▸ **Alıştırma görevi**
Akşamdan kalma sabahları anlatan yazıda annenin anlatıcıdan yapmasını istediği bütün temizlik işlerini sıralayın.

▸ **Yazı**

Dün akşam tekila içtim anlatmak isterdim nasıl oldu kimleydim nasıl sarhoş muhabbetleri döndü diye ama şuan çok huysuzum ve bahsetmek istediğin şey bu değil gerçekten. Tekrar tekrar söylüyorum ama ben nefret ediyorum bu meretten.
Sabah kalktım midem yine bir garip, her yerim leş sigara kokuyor, ağzım desen lağım çukurundan hallice, allahım dedim inşallah bu sefer bayılmam. İki sefer bayıldım ben, şimdi izninizle bunu anlatacağım size, iğrenç sarhoş muhabbetlerinin haricinde bence bu konu daha ilginç. Herkes içip içip yaptıkları saçmalıkları anlatır, bende ertesi günün nasıl geçtiğini, böyle de enteresanım yapacak bir şey yok.
Birinci Bayılma
Bu olay bir sene önceki yaz gerçekleşiyor. Ben yine bir akşam evvel saçma sapan bir Ankara mekanında sabahlamışım, votkalar gidip gidip gelmiş, beni de hiç çarpmaz, mesela kızlar iki votkada .mı g.tü dağıtır, arkadaşlarıyla öpüşmeye başlar, kavga çıkartırlar ya da benim etrafımda kızlar böyle yapıyor her neyse, ben yuvarlıyorum votkaları, o zamanlar yine daha iyi içerdim, tabi ben gayet normal olunca kimse demiyor içmeme o kadar. O zamanda bir arkadaşımda kalıyorum, evi tutmuşuz ama daha temizlenmemiş, ertesi gün annemler gelecek sabahın köründe, evimi temizleyip yerleştireceğiz ama ben ne akla hizmetse annemlerin en geç sabah onda geleceklerini bilmeme rağmen yattım sabah yedide, leş alkollüyüm, gözlerimi kapatıyorum sanki salıncaktayım sallan babam sallan neyse sonra uyumuşum.
Sabah annemle babam kapıya dayandı olarak saat dokuz buçuktu, ben açtım kapıyı hoşgeldiniz, beş gittiniz, ben kötüyüm siz geçin eve ben toparlanıp geliyorum dedim, tamam dediler, kapıyı kapattım işte o anda her yer dıştan içe doğru kararmaya başladı, dedim Allahım sana geliyorum, ben yapıştım yere, çarptım kafayı.
Arkadaşım uykusunda hiçbir şeyin farkında değil. Ben sonra kendime geldim, gittim attım yatağa kendimi, tövbe dedim içmeyeceğim bir daha bu kadar. Tabi ben annemlerin yanına üç dört saat sonra gidebildim, kafam davul gibi şişmiş, kolumu kaldıracak halim de yok, açık açık da söyleyemiyorum ben akşamdan kalmayım diye, annem bana yerleri sil, koltukları sil, toz al, balkonu yıka, camı sil diyo ben ayakta duramıyorum. Tabi babam sonra o halime çok sinirlendi, biz senin için gecenin beşindede kalktık geldik, anneannenle deden de geldiler -evet o rezil halimi onlar da gördü- senin halin ne , böyle kız çocuğu mu olur böyle evlat mı olur diye girdi kendi kendine bir söylenme yarışına, diyemiyorum baba ben dün gece kaç votka içtiğimi bile hatırlamıyorum sen ne diyorsun diye , susuyorum tamam napıyım yerlerden mi başlıyım ama ev çok kirli bence temizlikçi çağıralım bende uyurum biraz falan diyorum hala yüzsüz yüzsüz.

▸ **Döküm**
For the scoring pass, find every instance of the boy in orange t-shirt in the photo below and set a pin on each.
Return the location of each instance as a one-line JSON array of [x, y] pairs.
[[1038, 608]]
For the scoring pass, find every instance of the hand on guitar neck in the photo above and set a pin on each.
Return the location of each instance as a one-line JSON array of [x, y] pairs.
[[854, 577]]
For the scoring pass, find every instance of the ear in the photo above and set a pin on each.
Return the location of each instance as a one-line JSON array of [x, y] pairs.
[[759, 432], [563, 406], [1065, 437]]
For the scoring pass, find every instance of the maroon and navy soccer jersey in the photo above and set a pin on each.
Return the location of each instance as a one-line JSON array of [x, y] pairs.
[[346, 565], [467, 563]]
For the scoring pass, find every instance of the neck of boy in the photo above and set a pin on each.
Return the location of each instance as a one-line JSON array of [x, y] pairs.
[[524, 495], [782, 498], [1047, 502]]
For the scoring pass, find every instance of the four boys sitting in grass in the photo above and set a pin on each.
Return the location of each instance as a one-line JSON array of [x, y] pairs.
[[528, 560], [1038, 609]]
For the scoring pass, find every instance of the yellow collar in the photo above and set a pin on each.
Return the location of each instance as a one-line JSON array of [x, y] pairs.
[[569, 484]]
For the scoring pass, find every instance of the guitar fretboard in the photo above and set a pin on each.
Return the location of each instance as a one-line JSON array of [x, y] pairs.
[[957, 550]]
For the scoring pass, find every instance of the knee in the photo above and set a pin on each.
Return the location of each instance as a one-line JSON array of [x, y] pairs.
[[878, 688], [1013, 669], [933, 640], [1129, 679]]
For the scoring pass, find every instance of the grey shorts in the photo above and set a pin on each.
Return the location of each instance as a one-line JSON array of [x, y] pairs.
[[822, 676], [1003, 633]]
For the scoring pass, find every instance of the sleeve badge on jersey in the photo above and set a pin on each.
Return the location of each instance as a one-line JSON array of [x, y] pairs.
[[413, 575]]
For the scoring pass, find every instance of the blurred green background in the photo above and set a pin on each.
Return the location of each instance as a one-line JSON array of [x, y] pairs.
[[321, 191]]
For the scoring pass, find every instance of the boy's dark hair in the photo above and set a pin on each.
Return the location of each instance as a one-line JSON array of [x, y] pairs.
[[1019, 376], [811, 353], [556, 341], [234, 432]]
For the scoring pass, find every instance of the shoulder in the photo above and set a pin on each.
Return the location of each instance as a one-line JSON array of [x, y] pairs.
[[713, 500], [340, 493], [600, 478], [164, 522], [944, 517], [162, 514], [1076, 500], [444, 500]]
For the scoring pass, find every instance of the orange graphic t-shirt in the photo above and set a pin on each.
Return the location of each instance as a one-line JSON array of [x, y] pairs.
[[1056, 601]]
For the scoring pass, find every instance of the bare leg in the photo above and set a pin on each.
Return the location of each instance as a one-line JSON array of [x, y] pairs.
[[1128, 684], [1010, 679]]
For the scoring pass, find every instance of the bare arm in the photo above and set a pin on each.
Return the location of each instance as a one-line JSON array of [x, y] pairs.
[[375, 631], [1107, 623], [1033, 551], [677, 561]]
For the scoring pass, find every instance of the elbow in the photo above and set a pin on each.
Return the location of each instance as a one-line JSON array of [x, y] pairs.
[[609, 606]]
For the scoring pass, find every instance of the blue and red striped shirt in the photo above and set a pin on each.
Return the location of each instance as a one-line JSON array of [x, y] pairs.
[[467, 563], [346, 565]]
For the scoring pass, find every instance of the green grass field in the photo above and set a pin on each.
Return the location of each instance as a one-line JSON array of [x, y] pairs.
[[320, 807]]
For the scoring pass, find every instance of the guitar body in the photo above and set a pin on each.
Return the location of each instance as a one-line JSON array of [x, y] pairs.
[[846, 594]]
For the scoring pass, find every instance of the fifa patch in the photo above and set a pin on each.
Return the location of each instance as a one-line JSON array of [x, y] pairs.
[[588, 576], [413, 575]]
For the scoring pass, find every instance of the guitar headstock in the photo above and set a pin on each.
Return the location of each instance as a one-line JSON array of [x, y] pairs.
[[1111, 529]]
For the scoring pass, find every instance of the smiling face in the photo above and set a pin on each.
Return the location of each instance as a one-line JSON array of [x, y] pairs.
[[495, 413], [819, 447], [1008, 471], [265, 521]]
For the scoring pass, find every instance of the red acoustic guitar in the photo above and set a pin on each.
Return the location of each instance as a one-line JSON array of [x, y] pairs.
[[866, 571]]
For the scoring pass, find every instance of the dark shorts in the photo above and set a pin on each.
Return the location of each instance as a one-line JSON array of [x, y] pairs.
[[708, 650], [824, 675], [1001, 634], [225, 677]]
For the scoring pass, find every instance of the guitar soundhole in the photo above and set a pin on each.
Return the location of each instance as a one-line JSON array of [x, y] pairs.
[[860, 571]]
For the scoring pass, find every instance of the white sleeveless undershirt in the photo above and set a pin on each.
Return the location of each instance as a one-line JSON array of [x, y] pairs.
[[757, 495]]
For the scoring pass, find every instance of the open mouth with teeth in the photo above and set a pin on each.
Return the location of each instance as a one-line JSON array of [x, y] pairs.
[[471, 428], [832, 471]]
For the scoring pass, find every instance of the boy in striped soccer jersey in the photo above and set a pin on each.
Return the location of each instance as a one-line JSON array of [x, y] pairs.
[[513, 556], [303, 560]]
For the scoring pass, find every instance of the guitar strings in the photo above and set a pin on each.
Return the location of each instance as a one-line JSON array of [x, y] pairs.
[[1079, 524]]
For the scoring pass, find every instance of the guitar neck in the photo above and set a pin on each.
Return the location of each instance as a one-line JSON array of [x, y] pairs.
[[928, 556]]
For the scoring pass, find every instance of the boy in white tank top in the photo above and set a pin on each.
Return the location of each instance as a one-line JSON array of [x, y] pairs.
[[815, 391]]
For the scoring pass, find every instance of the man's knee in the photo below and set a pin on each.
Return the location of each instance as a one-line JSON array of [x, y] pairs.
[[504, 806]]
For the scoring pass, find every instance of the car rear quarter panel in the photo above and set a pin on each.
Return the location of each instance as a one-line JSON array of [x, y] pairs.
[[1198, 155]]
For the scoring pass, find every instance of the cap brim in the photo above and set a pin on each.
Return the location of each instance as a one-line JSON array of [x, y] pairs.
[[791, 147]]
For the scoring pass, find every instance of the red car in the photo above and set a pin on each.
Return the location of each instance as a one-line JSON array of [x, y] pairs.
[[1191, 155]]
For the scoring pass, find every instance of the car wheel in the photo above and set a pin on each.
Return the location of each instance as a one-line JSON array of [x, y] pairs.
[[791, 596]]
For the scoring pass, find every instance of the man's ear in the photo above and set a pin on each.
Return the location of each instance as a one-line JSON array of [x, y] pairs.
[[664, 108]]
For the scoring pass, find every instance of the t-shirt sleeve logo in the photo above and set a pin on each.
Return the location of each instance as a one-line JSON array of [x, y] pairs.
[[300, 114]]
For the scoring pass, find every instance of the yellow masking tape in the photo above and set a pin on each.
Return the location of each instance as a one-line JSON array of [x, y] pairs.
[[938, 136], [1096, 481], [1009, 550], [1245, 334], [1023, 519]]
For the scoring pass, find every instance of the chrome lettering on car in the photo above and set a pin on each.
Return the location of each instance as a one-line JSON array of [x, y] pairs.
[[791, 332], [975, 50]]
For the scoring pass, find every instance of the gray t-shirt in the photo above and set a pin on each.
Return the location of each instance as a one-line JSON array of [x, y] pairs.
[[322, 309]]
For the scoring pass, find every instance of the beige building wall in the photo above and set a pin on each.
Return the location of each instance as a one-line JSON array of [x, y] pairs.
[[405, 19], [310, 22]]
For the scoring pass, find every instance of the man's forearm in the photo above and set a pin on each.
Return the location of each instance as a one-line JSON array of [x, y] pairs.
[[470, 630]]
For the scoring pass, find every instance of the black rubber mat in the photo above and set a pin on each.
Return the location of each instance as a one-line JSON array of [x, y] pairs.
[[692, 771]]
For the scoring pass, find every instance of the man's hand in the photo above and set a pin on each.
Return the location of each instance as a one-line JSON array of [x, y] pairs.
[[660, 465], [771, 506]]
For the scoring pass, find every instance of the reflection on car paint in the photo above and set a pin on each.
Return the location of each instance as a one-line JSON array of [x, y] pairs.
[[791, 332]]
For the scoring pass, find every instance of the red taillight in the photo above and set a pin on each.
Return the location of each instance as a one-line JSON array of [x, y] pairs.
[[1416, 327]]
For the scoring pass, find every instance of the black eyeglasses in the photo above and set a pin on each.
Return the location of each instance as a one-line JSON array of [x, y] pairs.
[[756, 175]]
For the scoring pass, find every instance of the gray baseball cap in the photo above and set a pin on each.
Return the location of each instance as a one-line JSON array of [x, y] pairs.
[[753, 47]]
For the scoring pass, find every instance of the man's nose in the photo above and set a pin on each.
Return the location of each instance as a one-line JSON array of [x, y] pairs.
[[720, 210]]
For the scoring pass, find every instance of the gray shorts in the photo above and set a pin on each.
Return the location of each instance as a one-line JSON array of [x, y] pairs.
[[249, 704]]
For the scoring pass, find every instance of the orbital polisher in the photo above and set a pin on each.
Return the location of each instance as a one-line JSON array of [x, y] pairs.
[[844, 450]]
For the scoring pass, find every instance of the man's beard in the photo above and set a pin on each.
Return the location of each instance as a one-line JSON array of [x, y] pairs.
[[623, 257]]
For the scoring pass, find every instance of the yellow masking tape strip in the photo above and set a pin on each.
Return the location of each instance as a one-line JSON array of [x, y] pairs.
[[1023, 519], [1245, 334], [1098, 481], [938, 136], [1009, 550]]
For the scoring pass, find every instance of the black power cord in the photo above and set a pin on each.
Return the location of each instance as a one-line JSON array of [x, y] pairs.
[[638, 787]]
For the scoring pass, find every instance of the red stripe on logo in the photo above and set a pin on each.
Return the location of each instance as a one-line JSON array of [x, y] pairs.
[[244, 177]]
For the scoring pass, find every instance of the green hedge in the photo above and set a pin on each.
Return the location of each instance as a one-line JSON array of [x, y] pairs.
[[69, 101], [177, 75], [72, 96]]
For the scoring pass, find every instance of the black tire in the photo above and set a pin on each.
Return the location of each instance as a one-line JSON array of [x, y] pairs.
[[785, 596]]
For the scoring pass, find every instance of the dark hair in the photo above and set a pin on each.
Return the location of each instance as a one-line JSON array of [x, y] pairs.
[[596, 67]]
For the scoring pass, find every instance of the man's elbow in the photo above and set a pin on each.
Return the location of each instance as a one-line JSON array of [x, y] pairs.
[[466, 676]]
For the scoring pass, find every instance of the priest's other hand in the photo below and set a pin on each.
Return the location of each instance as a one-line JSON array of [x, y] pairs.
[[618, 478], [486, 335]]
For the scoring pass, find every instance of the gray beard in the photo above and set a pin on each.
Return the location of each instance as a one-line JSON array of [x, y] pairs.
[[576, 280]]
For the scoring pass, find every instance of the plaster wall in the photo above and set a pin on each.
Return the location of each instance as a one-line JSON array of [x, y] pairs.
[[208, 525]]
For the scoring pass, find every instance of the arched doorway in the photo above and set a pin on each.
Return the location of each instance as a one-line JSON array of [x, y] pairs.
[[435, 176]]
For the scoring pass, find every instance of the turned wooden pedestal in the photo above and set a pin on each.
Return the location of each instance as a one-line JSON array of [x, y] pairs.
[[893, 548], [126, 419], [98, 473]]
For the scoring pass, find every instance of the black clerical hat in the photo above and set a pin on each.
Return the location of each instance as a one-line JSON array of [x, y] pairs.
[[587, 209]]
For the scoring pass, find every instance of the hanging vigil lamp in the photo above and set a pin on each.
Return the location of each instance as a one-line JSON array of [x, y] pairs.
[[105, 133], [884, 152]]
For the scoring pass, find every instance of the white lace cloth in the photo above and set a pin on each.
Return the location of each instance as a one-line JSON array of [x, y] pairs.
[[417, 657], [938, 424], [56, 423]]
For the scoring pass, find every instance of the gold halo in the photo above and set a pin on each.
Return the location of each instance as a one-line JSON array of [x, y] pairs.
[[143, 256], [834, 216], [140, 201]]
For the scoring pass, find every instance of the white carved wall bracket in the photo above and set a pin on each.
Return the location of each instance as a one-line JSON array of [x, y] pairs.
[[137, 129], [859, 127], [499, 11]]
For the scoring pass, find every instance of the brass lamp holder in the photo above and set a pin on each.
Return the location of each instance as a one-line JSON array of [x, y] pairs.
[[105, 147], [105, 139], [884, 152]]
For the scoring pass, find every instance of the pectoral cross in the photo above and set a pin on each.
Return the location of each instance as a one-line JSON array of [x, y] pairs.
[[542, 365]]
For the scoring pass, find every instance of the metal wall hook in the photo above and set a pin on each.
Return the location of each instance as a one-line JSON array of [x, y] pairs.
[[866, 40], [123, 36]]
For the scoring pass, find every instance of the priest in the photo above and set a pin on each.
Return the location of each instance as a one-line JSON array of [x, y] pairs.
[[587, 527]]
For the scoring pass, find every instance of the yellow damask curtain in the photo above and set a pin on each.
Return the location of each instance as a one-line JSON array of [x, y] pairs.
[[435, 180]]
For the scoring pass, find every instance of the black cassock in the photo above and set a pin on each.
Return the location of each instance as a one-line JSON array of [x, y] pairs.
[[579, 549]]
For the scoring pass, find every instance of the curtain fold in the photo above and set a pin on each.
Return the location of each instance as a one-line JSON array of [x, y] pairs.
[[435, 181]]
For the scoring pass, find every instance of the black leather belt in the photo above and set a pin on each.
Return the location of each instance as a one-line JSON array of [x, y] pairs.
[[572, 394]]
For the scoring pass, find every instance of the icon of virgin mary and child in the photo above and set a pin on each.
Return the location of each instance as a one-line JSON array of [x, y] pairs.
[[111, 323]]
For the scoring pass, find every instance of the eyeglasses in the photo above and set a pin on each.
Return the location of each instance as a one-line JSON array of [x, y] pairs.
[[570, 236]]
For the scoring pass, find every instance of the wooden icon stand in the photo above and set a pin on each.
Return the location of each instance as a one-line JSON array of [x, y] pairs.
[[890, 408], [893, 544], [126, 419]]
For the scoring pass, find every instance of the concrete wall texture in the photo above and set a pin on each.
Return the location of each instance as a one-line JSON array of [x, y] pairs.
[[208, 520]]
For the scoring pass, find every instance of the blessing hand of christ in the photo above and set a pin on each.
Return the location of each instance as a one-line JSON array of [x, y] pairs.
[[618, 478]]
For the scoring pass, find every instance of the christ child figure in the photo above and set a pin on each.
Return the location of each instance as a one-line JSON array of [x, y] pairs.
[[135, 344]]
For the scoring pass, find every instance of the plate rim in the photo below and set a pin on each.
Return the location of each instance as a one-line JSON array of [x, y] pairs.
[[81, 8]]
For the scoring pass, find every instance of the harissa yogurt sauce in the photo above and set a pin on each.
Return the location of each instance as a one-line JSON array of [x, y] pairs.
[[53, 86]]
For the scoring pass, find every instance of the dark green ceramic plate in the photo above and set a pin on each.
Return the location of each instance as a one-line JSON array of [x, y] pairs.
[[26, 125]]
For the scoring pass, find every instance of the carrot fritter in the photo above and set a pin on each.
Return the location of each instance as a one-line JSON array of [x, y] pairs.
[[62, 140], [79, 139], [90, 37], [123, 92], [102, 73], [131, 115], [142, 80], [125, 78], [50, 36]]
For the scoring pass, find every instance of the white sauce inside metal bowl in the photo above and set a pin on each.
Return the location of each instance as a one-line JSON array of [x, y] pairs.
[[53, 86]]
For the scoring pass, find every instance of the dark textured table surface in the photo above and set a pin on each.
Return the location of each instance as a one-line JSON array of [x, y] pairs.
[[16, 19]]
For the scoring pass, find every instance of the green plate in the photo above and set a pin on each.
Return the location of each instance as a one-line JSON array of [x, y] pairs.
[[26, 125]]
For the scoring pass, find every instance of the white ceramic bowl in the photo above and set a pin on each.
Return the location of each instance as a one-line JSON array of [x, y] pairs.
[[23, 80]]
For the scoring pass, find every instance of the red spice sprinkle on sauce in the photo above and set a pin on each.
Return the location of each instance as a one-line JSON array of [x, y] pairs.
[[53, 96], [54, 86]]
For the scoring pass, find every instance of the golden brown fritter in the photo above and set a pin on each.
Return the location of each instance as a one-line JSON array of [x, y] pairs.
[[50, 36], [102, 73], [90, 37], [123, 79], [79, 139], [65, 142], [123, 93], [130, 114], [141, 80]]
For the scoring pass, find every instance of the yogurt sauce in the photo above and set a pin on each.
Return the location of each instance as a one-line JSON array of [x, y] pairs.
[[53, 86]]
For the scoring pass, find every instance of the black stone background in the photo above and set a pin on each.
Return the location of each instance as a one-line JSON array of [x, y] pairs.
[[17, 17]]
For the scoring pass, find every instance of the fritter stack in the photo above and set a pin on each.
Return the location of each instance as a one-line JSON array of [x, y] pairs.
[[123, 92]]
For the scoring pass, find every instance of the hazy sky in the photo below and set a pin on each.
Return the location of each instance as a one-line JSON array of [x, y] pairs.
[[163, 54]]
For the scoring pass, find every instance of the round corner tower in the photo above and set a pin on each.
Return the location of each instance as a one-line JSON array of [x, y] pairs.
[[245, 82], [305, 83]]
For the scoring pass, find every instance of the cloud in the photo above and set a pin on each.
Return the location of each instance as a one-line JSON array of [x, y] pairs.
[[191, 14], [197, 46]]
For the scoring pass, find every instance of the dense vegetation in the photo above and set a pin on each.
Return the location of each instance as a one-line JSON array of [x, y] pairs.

▸ **Sorunun cevabı**
Yerleri silmek, koltukları silmek, toz almak, balkonu yıkamak ve camı silmek.